Task requirements: Copy exactly the lines of the material below that run from the one containing "find the golden rice crop" through the one containing "find the rice threshing machine". Copy no other lines.

Available data:
• • • • • • •

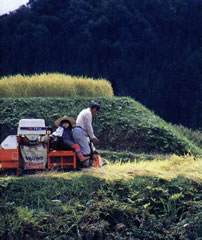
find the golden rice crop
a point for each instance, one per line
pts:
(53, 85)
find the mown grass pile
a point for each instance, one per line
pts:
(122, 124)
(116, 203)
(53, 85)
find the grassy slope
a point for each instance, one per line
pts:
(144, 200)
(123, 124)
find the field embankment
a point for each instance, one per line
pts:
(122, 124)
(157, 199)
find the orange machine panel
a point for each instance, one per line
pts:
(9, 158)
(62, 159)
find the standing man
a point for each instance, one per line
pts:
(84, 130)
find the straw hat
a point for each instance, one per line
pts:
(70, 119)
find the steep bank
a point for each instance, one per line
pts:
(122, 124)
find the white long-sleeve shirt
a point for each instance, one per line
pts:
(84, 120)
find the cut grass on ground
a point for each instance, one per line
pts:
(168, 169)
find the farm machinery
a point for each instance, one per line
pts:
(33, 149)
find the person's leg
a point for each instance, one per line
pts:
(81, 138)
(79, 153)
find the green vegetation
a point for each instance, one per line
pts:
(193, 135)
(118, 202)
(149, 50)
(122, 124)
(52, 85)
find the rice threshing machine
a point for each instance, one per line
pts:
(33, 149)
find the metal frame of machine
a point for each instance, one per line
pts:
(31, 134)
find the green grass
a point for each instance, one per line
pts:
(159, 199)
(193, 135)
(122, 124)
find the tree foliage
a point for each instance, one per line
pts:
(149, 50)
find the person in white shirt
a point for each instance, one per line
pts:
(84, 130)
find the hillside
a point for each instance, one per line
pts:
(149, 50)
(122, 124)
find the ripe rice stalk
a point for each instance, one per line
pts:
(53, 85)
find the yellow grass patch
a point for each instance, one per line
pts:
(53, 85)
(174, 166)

• • • • • • •

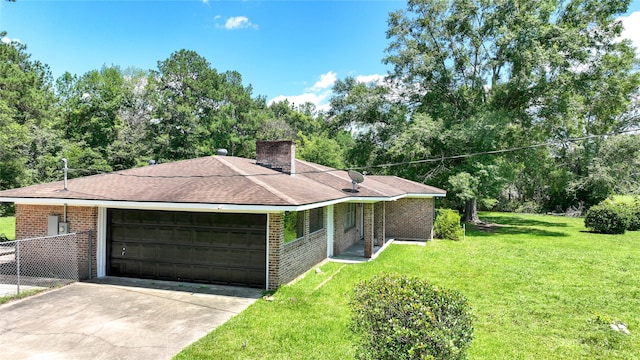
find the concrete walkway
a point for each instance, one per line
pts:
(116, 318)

• • • • • • •

Written solution:
find the golden rice crop
a point for each instance, one per line
pts:
(53, 85)
find the mown grass pile
a point for each instance, one per line
pts:
(122, 124)
(116, 203)
(53, 85)
find the grassy slope
a point for each instance, one per line
pts:
(144, 200)
(123, 124)
find the field embankment
a point for each instance, one per line
pts:
(122, 124)
(157, 199)
find the orange machine panel
a point for each instance, one per line
pts:
(9, 158)
(62, 159)
find the standing man
a point for each instance, one per line
pts:
(84, 130)
find the straw hat
a point for each instance, one per line
pts:
(70, 119)
find the steep bank
a point for each instance, one per line
pts:
(122, 124)
find the white long-sleeve shirt
a point for each instance, one per line
pts:
(84, 120)
find the cut grass on ground
a point for each instance, one per line
pts:
(168, 169)
find the farm machinery
a point for each instance, one per line
pts:
(33, 149)
find the person's leg
a point for each instance, one per line
pts:
(81, 138)
(79, 153)
find the green vegetation
a point for each instance, one per line
pts:
(193, 135)
(118, 202)
(149, 50)
(122, 124)
(52, 85)
find the rice threshing machine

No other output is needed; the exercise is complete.